◆ Eingabedaten

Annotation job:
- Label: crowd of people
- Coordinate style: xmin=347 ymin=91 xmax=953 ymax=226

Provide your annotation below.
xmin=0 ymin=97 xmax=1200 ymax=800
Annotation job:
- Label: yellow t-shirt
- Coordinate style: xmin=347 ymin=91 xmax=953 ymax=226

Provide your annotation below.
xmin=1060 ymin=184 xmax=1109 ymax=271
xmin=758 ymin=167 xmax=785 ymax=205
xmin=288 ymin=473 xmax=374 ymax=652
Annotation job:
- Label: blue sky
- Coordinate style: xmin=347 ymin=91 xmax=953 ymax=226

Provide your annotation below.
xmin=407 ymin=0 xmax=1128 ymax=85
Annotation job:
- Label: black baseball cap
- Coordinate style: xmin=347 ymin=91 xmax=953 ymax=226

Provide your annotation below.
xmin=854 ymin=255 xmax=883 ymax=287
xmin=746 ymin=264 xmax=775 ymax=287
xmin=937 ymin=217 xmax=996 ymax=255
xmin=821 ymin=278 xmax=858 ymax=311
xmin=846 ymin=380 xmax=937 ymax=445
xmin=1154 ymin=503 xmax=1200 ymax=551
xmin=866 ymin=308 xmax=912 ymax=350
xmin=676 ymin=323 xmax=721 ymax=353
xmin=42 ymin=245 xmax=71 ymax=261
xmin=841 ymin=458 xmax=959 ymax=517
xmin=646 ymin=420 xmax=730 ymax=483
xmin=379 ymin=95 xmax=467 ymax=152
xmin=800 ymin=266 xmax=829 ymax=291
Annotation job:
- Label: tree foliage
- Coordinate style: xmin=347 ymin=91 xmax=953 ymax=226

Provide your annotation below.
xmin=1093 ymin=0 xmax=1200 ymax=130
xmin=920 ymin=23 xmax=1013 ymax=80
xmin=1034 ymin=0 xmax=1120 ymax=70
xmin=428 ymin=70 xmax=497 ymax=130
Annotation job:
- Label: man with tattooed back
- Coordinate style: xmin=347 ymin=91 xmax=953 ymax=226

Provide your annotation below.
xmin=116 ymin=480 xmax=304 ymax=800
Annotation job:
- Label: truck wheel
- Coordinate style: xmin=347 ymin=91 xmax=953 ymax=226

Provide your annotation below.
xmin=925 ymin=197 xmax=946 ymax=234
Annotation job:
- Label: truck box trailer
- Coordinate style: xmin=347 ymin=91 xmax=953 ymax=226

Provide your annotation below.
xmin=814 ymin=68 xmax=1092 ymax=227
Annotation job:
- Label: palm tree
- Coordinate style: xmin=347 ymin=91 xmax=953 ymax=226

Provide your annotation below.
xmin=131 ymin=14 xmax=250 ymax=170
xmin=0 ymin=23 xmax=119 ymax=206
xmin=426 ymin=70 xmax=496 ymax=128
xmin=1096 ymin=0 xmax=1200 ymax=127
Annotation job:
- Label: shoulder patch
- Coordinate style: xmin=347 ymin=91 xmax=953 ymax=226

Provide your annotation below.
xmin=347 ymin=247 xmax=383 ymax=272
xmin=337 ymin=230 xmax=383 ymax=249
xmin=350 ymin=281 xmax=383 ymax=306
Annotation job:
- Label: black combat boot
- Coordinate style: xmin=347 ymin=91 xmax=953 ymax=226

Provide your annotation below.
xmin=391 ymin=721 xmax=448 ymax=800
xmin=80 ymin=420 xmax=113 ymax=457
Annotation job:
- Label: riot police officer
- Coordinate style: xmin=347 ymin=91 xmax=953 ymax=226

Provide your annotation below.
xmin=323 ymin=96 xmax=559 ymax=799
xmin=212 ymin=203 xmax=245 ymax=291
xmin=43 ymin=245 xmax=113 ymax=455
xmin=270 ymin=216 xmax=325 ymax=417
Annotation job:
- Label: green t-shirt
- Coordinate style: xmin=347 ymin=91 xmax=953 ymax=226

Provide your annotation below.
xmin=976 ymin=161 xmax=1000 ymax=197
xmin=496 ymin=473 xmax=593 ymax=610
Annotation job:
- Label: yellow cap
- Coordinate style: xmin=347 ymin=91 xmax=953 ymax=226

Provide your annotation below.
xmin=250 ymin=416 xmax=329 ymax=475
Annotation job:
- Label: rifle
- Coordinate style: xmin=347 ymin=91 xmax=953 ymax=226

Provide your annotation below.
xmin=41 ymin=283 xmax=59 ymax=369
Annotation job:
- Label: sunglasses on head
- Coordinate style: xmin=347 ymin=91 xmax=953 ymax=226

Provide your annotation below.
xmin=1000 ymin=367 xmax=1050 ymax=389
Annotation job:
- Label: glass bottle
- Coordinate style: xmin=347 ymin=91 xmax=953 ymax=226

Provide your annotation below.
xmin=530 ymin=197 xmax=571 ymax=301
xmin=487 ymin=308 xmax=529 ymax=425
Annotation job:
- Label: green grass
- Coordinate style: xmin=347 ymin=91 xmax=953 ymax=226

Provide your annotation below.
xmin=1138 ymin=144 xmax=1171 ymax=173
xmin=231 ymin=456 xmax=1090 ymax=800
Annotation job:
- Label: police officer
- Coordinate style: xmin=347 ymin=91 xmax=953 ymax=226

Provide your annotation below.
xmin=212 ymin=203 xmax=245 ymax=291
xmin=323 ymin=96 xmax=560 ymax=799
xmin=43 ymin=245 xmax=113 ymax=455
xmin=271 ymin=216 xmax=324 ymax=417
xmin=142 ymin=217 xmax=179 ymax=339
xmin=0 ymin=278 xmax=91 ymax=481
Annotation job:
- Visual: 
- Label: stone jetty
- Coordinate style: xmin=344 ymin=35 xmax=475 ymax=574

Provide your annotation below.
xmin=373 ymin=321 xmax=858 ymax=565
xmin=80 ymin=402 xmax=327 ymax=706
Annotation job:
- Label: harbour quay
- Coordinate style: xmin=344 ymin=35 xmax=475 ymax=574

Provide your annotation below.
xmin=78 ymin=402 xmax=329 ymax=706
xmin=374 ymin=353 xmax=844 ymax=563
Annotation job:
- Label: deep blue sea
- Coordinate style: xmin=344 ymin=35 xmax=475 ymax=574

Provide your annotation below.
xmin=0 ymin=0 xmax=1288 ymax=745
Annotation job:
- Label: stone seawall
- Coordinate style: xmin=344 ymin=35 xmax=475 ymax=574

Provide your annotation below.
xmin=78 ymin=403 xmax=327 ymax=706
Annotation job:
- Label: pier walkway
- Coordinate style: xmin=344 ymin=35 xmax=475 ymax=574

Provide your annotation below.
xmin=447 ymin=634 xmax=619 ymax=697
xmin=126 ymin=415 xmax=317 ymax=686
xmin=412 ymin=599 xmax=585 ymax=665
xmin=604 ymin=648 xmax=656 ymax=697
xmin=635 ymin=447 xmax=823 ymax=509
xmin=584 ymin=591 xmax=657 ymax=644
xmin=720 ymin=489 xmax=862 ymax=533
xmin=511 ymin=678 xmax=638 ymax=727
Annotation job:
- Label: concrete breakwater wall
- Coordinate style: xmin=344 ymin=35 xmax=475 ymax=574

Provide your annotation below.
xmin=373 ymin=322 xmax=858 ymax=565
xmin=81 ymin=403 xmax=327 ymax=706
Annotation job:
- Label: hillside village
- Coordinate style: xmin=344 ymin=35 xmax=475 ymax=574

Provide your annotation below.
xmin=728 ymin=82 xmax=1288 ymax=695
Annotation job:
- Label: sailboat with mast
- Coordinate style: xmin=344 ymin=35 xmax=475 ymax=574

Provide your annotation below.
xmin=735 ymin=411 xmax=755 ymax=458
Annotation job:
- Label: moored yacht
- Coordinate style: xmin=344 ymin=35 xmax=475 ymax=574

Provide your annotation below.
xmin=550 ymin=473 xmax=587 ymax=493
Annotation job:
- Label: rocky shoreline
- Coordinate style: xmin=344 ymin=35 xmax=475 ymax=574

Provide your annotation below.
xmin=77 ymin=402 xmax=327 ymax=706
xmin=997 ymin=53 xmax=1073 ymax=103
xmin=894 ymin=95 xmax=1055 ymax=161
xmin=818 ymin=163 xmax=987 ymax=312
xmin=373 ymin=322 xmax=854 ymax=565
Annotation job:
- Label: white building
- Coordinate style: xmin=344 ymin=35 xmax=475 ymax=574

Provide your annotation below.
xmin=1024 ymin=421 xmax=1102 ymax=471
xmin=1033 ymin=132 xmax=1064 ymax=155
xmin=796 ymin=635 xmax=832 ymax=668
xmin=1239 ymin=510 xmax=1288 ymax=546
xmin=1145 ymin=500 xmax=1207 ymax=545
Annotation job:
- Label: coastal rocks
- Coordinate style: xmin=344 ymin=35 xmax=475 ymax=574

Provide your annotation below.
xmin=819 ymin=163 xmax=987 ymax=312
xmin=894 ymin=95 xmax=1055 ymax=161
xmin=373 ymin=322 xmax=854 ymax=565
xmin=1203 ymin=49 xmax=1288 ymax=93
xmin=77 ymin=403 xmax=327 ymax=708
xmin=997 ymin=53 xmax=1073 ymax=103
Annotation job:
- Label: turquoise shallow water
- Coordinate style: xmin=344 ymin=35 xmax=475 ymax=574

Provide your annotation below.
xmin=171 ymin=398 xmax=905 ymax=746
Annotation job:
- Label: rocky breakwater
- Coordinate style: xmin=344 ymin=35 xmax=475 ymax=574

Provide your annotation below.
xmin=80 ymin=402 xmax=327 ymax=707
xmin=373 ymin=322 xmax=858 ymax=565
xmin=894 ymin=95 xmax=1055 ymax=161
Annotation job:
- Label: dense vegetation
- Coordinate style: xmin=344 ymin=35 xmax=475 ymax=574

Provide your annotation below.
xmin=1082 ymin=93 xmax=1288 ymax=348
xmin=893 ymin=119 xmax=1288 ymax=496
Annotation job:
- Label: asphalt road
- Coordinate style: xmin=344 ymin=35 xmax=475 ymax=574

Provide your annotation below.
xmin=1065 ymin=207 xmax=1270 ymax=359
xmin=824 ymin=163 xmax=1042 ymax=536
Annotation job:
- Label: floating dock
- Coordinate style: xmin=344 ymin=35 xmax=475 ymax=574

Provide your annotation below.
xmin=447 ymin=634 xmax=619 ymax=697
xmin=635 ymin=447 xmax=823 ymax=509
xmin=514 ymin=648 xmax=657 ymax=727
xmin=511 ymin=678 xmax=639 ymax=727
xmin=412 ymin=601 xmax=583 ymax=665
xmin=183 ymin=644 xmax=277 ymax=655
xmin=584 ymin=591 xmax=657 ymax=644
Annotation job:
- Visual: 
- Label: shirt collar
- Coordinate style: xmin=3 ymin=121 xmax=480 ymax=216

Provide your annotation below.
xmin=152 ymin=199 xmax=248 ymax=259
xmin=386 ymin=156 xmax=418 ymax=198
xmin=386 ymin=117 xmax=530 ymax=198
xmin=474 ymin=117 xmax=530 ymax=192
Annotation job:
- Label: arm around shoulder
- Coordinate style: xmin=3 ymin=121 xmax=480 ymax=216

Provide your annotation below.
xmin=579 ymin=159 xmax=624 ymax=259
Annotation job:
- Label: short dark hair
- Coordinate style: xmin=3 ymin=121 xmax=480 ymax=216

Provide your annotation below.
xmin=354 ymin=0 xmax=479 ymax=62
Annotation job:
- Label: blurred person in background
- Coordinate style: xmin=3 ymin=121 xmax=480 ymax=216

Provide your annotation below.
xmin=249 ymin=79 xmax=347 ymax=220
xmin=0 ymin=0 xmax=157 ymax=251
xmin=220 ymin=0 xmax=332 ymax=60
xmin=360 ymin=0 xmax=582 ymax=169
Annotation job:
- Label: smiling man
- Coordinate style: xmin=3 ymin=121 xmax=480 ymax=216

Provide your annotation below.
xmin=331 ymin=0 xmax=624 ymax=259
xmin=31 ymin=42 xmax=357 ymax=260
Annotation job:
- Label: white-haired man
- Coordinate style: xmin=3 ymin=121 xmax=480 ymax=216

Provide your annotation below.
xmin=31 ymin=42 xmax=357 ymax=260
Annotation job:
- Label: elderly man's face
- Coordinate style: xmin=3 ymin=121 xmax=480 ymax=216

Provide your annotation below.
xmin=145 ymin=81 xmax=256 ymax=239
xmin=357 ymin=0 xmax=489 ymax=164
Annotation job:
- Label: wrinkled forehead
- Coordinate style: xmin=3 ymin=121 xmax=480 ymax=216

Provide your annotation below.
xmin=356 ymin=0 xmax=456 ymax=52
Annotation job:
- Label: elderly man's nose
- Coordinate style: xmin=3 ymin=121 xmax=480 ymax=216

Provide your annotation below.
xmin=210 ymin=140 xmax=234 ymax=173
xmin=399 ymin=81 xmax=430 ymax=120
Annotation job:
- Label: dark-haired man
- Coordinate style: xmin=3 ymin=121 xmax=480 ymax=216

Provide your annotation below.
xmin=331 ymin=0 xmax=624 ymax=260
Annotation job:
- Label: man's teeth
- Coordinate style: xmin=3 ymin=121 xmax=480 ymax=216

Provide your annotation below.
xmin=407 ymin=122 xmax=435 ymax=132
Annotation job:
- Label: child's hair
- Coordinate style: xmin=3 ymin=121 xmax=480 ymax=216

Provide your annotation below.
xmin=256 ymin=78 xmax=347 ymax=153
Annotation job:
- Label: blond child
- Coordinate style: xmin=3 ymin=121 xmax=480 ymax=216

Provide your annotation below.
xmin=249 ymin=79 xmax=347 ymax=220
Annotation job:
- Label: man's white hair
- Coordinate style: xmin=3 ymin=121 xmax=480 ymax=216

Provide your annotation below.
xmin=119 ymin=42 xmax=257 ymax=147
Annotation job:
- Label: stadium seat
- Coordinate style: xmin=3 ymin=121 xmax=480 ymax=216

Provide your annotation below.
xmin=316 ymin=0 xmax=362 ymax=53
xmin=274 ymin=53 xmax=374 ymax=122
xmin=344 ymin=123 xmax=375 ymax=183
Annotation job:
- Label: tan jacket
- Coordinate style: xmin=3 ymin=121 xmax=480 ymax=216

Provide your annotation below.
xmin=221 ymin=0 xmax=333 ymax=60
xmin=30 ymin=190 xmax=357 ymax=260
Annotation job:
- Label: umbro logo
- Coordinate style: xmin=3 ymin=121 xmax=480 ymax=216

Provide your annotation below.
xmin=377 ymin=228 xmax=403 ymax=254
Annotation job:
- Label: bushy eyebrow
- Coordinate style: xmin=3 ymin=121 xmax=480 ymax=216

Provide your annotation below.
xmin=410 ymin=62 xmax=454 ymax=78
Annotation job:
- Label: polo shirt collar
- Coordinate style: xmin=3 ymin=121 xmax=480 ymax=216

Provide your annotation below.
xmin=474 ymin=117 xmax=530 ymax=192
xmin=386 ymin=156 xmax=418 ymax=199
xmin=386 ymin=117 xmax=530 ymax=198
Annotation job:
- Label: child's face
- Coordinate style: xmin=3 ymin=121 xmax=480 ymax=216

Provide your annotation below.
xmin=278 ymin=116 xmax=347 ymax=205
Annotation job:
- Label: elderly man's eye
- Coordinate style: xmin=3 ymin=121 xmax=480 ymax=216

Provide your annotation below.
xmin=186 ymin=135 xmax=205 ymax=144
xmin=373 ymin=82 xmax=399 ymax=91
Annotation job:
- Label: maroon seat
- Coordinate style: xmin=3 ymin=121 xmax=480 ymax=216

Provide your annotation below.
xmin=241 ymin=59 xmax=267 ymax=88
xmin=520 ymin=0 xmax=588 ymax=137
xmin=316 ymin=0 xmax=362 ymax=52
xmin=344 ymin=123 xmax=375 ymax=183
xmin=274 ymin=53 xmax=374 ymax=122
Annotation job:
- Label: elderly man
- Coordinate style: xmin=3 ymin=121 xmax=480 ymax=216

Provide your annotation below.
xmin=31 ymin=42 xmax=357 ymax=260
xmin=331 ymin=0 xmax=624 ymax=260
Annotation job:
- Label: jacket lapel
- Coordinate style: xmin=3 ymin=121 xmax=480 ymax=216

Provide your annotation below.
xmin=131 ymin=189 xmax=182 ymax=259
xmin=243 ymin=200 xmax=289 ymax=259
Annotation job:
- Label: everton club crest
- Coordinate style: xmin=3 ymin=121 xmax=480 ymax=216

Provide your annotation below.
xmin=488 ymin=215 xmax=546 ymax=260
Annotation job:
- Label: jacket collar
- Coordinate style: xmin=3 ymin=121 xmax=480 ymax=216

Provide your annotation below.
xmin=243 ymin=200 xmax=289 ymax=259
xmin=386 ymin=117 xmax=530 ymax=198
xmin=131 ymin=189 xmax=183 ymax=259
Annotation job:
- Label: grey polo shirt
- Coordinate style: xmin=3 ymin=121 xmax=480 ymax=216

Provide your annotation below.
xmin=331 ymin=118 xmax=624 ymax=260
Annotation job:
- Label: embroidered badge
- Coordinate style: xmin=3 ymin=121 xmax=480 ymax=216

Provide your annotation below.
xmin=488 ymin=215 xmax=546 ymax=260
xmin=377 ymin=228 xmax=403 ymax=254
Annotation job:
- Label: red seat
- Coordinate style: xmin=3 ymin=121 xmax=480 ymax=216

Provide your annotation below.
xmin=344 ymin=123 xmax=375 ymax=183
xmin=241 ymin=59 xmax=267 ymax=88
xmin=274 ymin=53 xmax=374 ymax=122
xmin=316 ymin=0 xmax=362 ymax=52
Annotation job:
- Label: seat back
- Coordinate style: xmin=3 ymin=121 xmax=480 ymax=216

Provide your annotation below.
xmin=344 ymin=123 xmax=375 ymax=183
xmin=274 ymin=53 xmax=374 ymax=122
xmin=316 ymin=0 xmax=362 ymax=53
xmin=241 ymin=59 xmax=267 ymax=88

◆ Aufgabe
Schreib alles vom Anfang der Zeilen bis einschließlich der Zeile mit „xmin=0 ymin=97 xmax=1200 ymax=800“ unverändert ab.

◆ Antwort
Annotation job:
- Label: crowd of people
- Coordinate style: xmin=347 ymin=91 xmax=953 ymax=226

Provide your annotation below.
xmin=0 ymin=97 xmax=1200 ymax=800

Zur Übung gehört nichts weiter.